━━━━━ Document section ━━━━━
St Michael's Church is in Church Road, Garston, a district of Liverpool, Merseyside, England. It is an active Anglican parish church in the deanery of Liverpool South Childwall, the archdeaconry of Liverpool, and the diocese of Liverpool. The church is recorded in the National Heritage List for England as a designated Grade II listed building. It is located on an industrial site between gas holders and a railway.

History

The first church on the site was built in 1225, and the second in 1715. The present church was built between 1875 and 1877 and was designed by Thomas D. Berry and Son. The church has a historical connection with the Norris and the Watt families of Speke Hall.
━━━━━ Listed entries ━━━━━
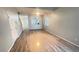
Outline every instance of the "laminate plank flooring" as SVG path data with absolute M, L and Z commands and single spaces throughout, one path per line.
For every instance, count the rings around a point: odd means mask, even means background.
M 78 52 L 79 47 L 45 31 L 23 32 L 10 52 Z

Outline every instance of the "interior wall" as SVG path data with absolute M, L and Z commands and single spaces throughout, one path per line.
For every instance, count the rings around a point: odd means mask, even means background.
M 45 29 L 79 46 L 79 8 L 62 7 L 50 14 Z
M 11 32 L 8 15 L 0 8 L 0 51 L 8 51 L 11 44 Z
M 0 51 L 9 51 L 21 32 L 16 9 L 0 8 Z
M 29 23 L 30 30 L 42 29 L 42 17 L 40 15 L 30 15 Z

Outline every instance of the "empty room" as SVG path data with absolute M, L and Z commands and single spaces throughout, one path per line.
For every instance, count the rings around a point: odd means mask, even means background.
M 0 7 L 0 52 L 79 52 L 79 7 Z

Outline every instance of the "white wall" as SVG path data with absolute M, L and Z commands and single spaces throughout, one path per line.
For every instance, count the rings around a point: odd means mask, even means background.
M 42 29 L 42 18 L 41 16 L 31 15 L 29 19 L 30 29 Z
M 62 7 L 48 17 L 48 32 L 79 45 L 79 8 Z
M 15 24 L 11 26 L 10 22 L 15 20 L 17 26 Z M 0 8 L 0 51 L 9 51 L 21 32 L 16 9 Z M 12 33 L 15 35 L 14 38 Z

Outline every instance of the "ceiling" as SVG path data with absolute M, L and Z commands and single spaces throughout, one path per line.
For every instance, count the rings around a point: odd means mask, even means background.
M 40 13 L 43 14 L 49 14 L 52 11 L 55 11 L 58 9 L 58 7 L 20 7 L 17 8 L 18 12 L 23 13 L 23 14 L 32 14 L 37 11 L 40 11 Z

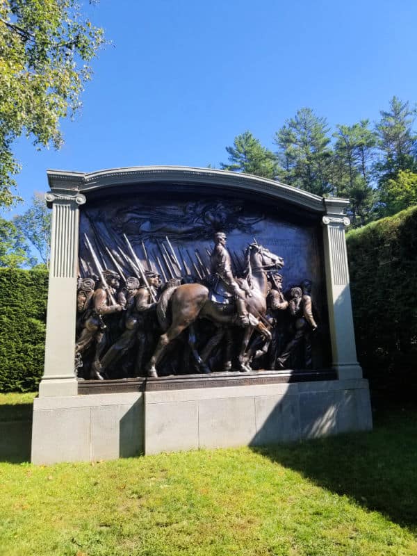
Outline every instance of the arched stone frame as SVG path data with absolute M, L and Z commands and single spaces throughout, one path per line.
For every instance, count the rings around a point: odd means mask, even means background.
M 277 181 L 245 174 L 205 168 L 150 166 L 115 168 L 91 173 L 48 171 L 53 206 L 44 373 L 40 397 L 77 394 L 74 372 L 78 257 L 79 206 L 90 196 L 111 188 L 170 183 L 198 189 L 250 191 L 286 202 L 322 216 L 325 265 L 333 366 L 338 377 L 362 375 L 357 361 L 350 303 L 343 210 L 348 201 L 314 195 Z M 63 316 L 65 316 L 65 318 Z

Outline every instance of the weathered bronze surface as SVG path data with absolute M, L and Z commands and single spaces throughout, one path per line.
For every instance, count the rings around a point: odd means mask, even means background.
M 222 388 L 223 386 L 279 384 L 292 382 L 311 382 L 318 380 L 336 380 L 336 371 L 320 370 L 264 370 L 256 373 L 214 373 L 211 375 L 185 375 L 159 378 L 129 378 L 124 380 L 83 380 L 79 382 L 79 394 L 100 394 L 118 392 L 154 392 L 166 390 L 188 390 L 195 388 Z
M 328 366 L 319 229 L 277 214 L 226 194 L 83 206 L 79 377 Z

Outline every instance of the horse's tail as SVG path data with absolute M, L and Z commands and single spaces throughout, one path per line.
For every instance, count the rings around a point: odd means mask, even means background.
M 156 316 L 158 317 L 158 322 L 163 332 L 165 332 L 170 324 L 170 318 L 168 314 L 168 304 L 175 290 L 180 285 L 179 280 L 170 280 L 167 283 L 167 286 L 161 294 L 158 304 L 156 305 Z

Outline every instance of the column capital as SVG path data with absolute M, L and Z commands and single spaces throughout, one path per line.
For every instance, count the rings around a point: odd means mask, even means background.
M 322 218 L 322 222 L 325 226 L 329 224 L 343 224 L 343 226 L 348 227 L 350 224 L 350 220 L 347 216 L 331 216 L 329 215 L 325 215 Z
M 74 193 L 56 193 L 53 191 L 48 191 L 47 193 L 45 193 L 45 201 L 49 206 L 56 201 L 76 203 L 80 205 L 84 204 L 86 200 L 85 195 L 78 192 Z

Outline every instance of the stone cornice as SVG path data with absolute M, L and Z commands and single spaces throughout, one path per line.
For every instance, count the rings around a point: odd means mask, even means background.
━━━━━
Challenges —
[1] Copy the records word for word, from their first line up to and including the line with "M 15 24 L 11", leaving out the pictures.
[2] Continue the text about St Michael's Church in Garston from where it stops.
The records have no connection to the text about the church.

Outputs by task —
[1]
Outline every instance of the "laminate plank flooring" as SVG path data with absolute M, L and Z commands and single spaces throughout, one path per line.
For every instance, count the rings around a point: odd means mask, even means background.
M 78 52 L 79 47 L 45 31 L 23 32 L 10 52 Z

Outline every instance of the "interior wall" as SVG path data with absolute M, L and Z commands and single spaces throughout, one path per line.
For every instance, count the rings around a point: odd means mask, even means background.
M 45 29 L 79 46 L 79 8 L 62 7 L 50 14 Z
M 11 32 L 8 15 L 0 8 L 0 51 L 8 51 L 11 44 Z
M 0 51 L 9 51 L 21 32 L 16 9 L 0 8 Z
M 29 23 L 30 30 L 42 29 L 42 17 L 40 15 L 30 15 Z

Outline every instance of the "empty room" as SVG path data with absolute M, L and Z commands and single spaces throughout, one path per line.
For every instance, count the rings around a point: odd means mask, even means background.
M 0 7 L 0 52 L 79 52 L 79 7 Z

Outline every instance of the "white wall" as SVG path data with absolute M, L and Z commands and single spaces throughout, one path per line.
For every instance, count the rings around a point: odd means mask, even means background.
M 42 29 L 42 18 L 41 16 L 31 15 L 29 19 L 30 29 Z
M 62 7 L 48 17 L 48 32 L 79 45 L 79 8 Z
M 15 24 L 11 26 L 10 22 L 15 20 L 17 26 Z M 0 8 L 0 51 L 9 51 L 21 32 L 16 9 Z M 12 33 L 15 35 L 14 38 Z

[2]
Architecture

Exterior
St Michael's is built in buff rock-faced yellow sandstone with red ashlar dressings and slate roofs. Its plan consists of a nave with a clerestory, north and south aisles under lean-to roofs, a south porch, north and south transepts, a chancel with an apse and chapels, and a northwest tower. The tower has angle buttresses, and a north entrance with a crocketed hood, over which is a two-light window. Above this are clock faces on three sides, three bell openings, a frieze, a cornice, gargoyles, and an embattled parapet. At the west end is a three-light window containing Geometrical tracery, and along the sides of the aisles and clerestory are two-light windows. The windows in the transepts have four lights, and those in the chapels have three lights. The chapel and the porch are gabled.

Interior
In the church, the reredos has panels containing opus sectile and mosaic. Around the church are Stations of the Cross designed as a frieze by May L. G. Cooksey. In the chancel are windows containing stained glass dated 1886 by Shrigley and Hunt. The original two-manual pipe organ was built by Franklin Lloyd. It has been superseded by another two-manual organ, this installed by Rushworth and Dreaper in 1938, and rebuilt by the same company in 1967. There is a ring of eight bells, cast by John Warner & Sons in 1877 and 1878. There is also a Sanctus bell of 1882 by the same company.

External features

In the churchyard is a shaft, dating possibly from the 17th century, and maybe part of a sundial.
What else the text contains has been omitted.